Strongest Painkillers Are Also Most Addictive

ByABC News
April 28, 2005, 12:13 PM

May 10, 2005 -- -- A string of overdose deaths and robberies all linked to the same powerful painkiller, fentanyl, raised concerns among police officials in parts of Pennsylvania, New York and Ohio that they would have yet another drug scourge to deal with.

All of the deaths occurred when people cut open fentanyl patches prescribed for treatment of chronic pain, and sucked out the drug, which the Drug Enforcement Administration describes as 50 times stronger than heroin and 80 times more powerful than morphine.

Fentanyl, like OxyContin, is one of the morphine-like painkillers used primarily for long-term treatment of chronic pain, and like OxyContin, it has caught on in isolated pockets around the country, according to the National Institute on Drug Abuse.

These drugs, along with other prescription drugs like Vicodin and Percocet, are the most recent in the long line of painkillers that have become powerful lures for abuse, and like others before them, such as opium and heroin, they are highly addictive.

"The potent painkillers are all opioids and these are all very addictive," said Dr. Carol Warfield, chief of anesthesia at Beth Israel Deaconess Medical Center in Boston. "They provide a lot of euphoria, and folks become physically addicted to them."

▶ _Work instruction 1_
In the article on strong painkillers, how does the Drug Enforcement Administration describe fentanyl's strength?
▶ _Work instruction 2_
Carry on the article on strong painkillers, starting after its final sentence.

▶ _Data records_
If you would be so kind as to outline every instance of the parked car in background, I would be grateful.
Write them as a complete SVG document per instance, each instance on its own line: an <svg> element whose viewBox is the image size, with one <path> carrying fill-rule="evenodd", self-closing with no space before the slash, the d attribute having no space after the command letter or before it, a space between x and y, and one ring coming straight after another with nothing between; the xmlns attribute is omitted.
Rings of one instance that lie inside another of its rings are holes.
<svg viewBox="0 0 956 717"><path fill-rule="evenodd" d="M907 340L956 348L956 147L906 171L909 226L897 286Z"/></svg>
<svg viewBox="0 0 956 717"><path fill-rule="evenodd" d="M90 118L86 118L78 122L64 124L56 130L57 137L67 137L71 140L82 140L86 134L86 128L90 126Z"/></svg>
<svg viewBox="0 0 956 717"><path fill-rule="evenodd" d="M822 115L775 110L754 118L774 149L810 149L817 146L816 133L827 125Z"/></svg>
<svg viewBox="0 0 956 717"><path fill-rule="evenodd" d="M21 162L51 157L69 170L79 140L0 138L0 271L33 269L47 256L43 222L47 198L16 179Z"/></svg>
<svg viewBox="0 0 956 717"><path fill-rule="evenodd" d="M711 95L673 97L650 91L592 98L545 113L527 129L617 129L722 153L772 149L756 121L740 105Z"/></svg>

▶ _Exercise output 1_
It describes fentanyl as 50 times stronger than heroin and 80 times more powerful than morphine.

▶ _Exercise output 2_
The euphoria these powerful painkillers provide is part of their attraction, but it is because users want more -- the rush -- that so many move from taking the drugs orally to snorting or smoking them to injecting them directly into their veins.

"The high is associated with the rise of blood level of the drug," Warfield said. "The faster the rise, the greater the high. That's why addicts prefer to inject."

And that search for the rush -- coupled with the physical tolerance to any drug that develops with repeated use -- leads abusers to try higher and higher doses.

Fentanyl has been in use since the 1950s, and abuse of the drug within the medical profession has been documented since the 1970s, according to the DEA. However, fentanyl first drew widespread attention in 1991, when, during one weekend, 12 people in New York, Connecticut and New Jersey died of overdoses.